++++ ENTRIES ++++

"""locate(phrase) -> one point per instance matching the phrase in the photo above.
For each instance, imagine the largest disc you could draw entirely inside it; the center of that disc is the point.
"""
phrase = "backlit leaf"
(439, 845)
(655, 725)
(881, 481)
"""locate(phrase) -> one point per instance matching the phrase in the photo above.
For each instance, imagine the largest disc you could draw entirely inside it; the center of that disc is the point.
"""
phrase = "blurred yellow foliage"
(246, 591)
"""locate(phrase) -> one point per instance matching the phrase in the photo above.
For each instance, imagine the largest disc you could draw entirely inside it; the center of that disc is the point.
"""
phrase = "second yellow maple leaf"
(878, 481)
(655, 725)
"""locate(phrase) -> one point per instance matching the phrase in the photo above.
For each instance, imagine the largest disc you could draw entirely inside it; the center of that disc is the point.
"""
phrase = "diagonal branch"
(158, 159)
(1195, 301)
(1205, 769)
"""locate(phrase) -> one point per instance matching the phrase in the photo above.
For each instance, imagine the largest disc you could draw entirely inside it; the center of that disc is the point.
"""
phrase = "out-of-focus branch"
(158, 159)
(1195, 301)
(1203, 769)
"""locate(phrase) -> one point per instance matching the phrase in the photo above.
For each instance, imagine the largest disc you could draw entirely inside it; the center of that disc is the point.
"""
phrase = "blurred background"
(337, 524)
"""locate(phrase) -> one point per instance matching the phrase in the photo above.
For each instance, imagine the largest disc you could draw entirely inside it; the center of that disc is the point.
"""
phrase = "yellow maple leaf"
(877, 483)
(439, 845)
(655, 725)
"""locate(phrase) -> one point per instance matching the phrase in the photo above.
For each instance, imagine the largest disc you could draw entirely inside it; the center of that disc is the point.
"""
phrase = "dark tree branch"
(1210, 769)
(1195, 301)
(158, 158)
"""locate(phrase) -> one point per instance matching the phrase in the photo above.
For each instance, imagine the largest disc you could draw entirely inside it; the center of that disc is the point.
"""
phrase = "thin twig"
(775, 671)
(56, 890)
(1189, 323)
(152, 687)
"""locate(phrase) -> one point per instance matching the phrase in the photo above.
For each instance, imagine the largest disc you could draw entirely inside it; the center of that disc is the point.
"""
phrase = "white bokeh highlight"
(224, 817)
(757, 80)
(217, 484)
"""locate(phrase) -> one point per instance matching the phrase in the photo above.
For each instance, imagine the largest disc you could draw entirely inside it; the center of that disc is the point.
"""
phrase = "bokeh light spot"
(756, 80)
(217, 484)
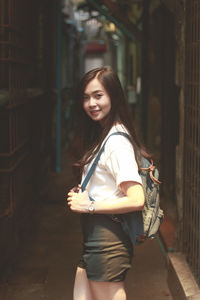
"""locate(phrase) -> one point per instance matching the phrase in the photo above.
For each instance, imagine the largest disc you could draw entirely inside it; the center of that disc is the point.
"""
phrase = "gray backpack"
(152, 213)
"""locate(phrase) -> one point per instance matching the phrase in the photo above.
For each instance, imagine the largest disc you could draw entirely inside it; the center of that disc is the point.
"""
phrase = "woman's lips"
(94, 112)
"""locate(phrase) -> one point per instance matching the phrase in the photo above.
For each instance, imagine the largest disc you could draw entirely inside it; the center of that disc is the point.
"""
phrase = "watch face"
(91, 207)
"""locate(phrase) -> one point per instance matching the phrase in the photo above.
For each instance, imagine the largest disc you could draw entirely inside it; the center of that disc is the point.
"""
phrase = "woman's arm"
(132, 201)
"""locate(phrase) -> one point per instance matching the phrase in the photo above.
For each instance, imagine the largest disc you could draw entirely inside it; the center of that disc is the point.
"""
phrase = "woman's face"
(96, 101)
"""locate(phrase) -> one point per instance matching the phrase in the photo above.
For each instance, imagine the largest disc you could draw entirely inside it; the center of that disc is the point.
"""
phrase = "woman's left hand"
(78, 202)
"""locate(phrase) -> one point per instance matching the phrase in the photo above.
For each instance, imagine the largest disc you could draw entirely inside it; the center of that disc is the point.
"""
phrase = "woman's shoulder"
(117, 141)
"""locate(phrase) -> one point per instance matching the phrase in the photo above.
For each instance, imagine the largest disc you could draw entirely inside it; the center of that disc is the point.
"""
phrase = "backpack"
(152, 213)
(139, 225)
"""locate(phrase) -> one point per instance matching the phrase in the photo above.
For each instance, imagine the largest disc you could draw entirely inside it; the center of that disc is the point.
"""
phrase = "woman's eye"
(85, 98)
(98, 96)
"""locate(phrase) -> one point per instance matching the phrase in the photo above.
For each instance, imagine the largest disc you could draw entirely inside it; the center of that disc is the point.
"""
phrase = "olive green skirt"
(107, 250)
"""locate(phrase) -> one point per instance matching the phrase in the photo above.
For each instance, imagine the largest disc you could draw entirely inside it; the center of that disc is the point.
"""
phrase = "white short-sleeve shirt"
(117, 164)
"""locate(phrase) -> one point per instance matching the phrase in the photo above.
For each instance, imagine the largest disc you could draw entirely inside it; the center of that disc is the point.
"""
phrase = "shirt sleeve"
(120, 160)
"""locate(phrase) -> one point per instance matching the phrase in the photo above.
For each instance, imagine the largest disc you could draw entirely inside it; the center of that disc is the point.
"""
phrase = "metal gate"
(25, 115)
(191, 201)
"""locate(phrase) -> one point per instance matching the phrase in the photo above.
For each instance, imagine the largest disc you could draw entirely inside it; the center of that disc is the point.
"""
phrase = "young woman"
(115, 185)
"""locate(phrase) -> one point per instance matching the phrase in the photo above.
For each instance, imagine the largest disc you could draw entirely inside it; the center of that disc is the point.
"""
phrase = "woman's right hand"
(76, 189)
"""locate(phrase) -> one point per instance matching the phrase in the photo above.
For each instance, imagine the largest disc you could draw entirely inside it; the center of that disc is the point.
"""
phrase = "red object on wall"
(95, 48)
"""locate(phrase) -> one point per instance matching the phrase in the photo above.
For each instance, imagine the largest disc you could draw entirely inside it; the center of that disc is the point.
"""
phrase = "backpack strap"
(151, 168)
(92, 168)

++++

| WRITTEN REQUEST |
Convert all of the lines above into a numbered list, skipping any blank lines. Keep the pictures out of your answer.

| EXERCISE RESPONSE |
1. """locate(phrase) -> one point per instance matching the phrase in the photo above.
2. For each instance, imagine the largest disc you could draw entirely inside it; the center of that disc is the point.
3. """
4. phrase = "backlit leaf"
5. (439, 845)
6. (655, 725)
7. (881, 481)
8. """locate(phrase) -> one point per instance matching the phrase in the photo above.
9. For each instance, imagine the largest disc you could draw entirely inside it; the center of that disc is the point.
10. """
11. phrase = "blurred yellow foliage"
12. (246, 591)
13. """locate(phrase) -> one point per instance matching the phrase in the photo above.
14. For each instance, imagine the largest disc you could draw entirely inside it; the center of that disc is the point.
15. """
16. phrase = "second yellow maple leaf"
17. (878, 481)
18. (655, 725)
19. """locate(phrase) -> one point per instance matching the phrase in the photo above.
20. For each instance, imagine the largest disc you could draw entirely inside it; the center of that disc is the point.
21. """
22. phrase = "diagonal branch"
23. (158, 159)
24. (1195, 301)
25. (1205, 769)
26. """locate(phrase) -> one point per instance matching the phrase in the photo above.
27. For each instance, imagine the largest disc you could draw entirely inside it; the center of that disc is the point.
28. """
29. phrase = "out-of-focus branch"
30. (158, 159)
31. (1195, 301)
32. (1203, 769)
33. """locate(phrase) -> one point per instance matching the phrase in the photo above.
34. For each instance, imagine the largest disc you could draw entirely inside it; the center of that disc is the point.
35. """
36. phrase = "blurred background"
37. (337, 524)
38. """locate(phrase) -> one point per instance matching the phrase in the photo above.
39. For each instance, imagine the largest disc you could draw entirely inside it; the center of that disc is the point.
40. """
41. phrase = "yellow maple leaf"
42. (877, 483)
43. (439, 845)
44. (655, 725)
45. """locate(phrase) -> one point per instance matching the phrase in the photo above.
46. For each instance, imagine the largest disc you could draw entirely inside it; the center of that disc is the point.
47. """
48. phrase = "dark tree branch"
49. (1210, 769)
50. (1195, 301)
51. (158, 158)
52. """locate(phrase) -> one point per instance matching the phrase in the photo above.
53. For each instance, imagine the largest disc you could draw entirely inside it; the center of that disc is the point.
54. """
55. phrase = "thin twig"
56. (775, 671)
57. (56, 890)
58. (1189, 323)
59. (152, 687)
60. """locate(phrase) -> one point per instance matching the phrase in the photo above.
61. For each instance, imagine the largest disc you could draw entirely inside it; the center of that disc is the point.
62. """
63. phrase = "white bokeh highlight"
64. (224, 817)
65. (757, 80)
66. (217, 484)
67. """locate(phrase) -> one point per instance matching the phrase in the photo above.
68. For each instance, imagine the largest disc you could draw entirely inside it; the center of that disc is the point.
69. """
70. phrase = "bokeh light spot"
71. (756, 80)
72. (217, 484)
73. """locate(phrase) -> one point per instance matching the phrase in the photo above.
74. For each instance, imagine the largest disc you could draw entirely inside it; the center of that disc is the point.
75. """
76. phrase = "gray backpack"
77. (152, 213)
78. """locate(phrase) -> one point per instance matching the phrase in the photo above.
79. For each instance, imagine the largest disc you could draw entirely inside it; the center of that disc is the point.
80. """
81. phrase = "woman's lips"
82. (94, 112)
83. """locate(phrase) -> one point per instance matching the phrase in the photo above.
84. For each instance, imagine the largest disc you could draw entirely inside it; the center of that disc is the point.
85. """
86. phrase = "watch face"
87. (91, 207)
88. """locate(phrase) -> one point per instance matching the phrase in the photo above.
89. For each instance, imagine the largest disc you could draw entirely inside it; the center of that disc is the point.
90. """
91. phrase = "woman's arm"
92. (132, 201)
93. """locate(phrase) -> one point per instance matching the phrase in the photo above.
94. For each instance, imagine the largest disc you could draw entirely inside it; the center of that disc is the point.
95. """
96. phrase = "woman's face"
97. (96, 101)
98. """locate(phrase) -> one point per instance matching the phrase in the photo above.
99. For each instance, imagine the largest disc you could draw entirely inside it; the center of that disc is the point.
100. """
101. phrase = "woman's left hand"
102. (78, 202)
103. """locate(phrase) -> one point per instance matching the phrase in the photo above.
104. For each instance, imagine the largest disc you could draw entirely inside it; the center of that disc is the point.
105. """
106. phrase = "woman's shoulder"
107. (117, 141)
108. """locate(phrase) -> one point per instance matching the phrase in the photo above.
109. For each instance, imagine the largest disc you could draw entirely inside it; the center of that disc is the point.
110. """
111. phrase = "backpack"
112. (152, 213)
113. (139, 225)
114. """locate(phrase) -> one point per instance matching the phrase in the photo above.
115. For each instance, imagine the largest disc you could draw entirely inside it; the center of that disc is the point.
116. """
117. phrase = "woman's eye"
118. (85, 98)
119. (98, 96)
120. """locate(phrase) -> one point per instance matching the phrase in the photo above.
121. For each instance, imagine the largest disc you could draw entirely inside it; the center of that disc is the point.
122. """
123. phrase = "olive green skirt"
124. (107, 250)
125. """locate(phrase) -> one point per instance matching the phrase in the photo above.
126. For each instance, imagine the largest disc you could draw entirely inside it; the center of that disc is the point.
127. """
128. phrase = "white short-sleeve shirt"
129. (117, 164)
130. """locate(phrase) -> one point per instance matching the phrase in the photo above.
131. For each instance, imagine the largest disc you could draw entirely inside it; the center of that disc is the point.
132. """
133. phrase = "shirt sleeve"
134. (120, 160)
135. """locate(phrase) -> one point per instance matching the phrase in the photo above.
136. For each instance, imagine the largest disc you could draw entirely inside it; the center of that disc is the point.
137. """
138. phrase = "metal gate"
139. (25, 115)
140. (191, 201)
141. """locate(phrase) -> one point per instance matching the phrase in the photo above.
142. For each instance, imagine the largest disc you could draw entirely inside it; the center of that disc is the point.
143. """
144. phrase = "young woman"
145. (115, 185)
146. """locate(phrase) -> one point per instance matching the phrase in the photo above.
147. For each instance, imagine the largest disc you could draw entirely inside it; the center of that disc is the point.
148. """
149. phrase = "woman's right hand"
150. (76, 189)
151. """locate(phrase) -> one point per instance matching the phrase in the photo above.
152. For each instance, imagine the largest disc you could draw entirely inside it; the center of that disc is the point.
153. """
154. phrase = "red object on wall"
155. (95, 48)
156. """locate(phrase) -> one point per instance matching the phrase in the photo above.
157. For each instance, imagine the largest disc you could draw entirely inside it; the center of that disc is the point.
158. """
159. phrase = "backpack strap"
160. (151, 168)
161. (92, 168)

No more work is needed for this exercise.